AIM OF THE EXERCISE.
Say how many lines of the data below have the word "rowboat" in them. Add nothing else.

AVAILABLE RECORDS.

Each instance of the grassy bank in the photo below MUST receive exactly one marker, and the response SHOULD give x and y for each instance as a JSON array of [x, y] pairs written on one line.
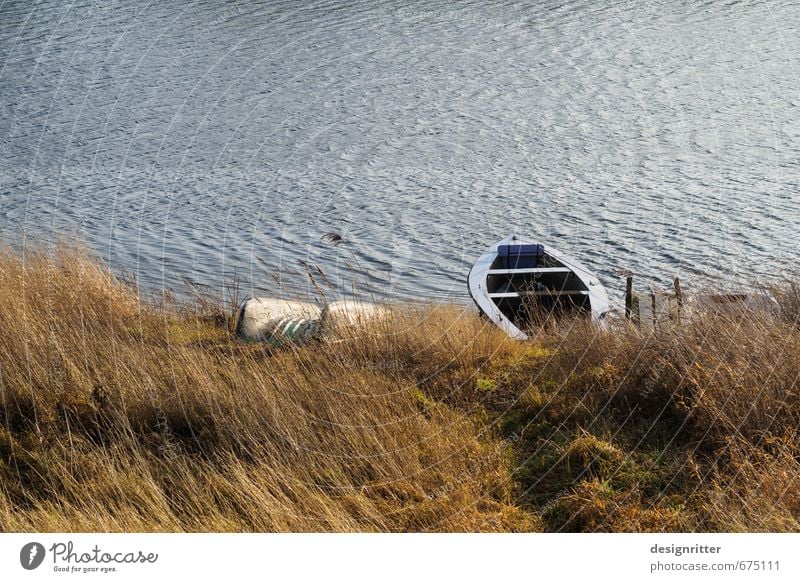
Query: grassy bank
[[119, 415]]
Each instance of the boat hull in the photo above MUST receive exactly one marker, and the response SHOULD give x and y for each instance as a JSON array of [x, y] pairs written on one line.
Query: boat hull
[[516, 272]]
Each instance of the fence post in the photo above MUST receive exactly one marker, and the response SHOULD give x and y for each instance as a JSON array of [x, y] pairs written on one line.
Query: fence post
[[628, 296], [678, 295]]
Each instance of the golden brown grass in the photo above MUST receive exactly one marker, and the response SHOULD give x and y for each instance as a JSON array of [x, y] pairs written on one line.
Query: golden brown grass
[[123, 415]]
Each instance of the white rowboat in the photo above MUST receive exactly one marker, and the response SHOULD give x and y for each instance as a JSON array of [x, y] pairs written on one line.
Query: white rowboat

OUTPUT FOR THIS TASK.
2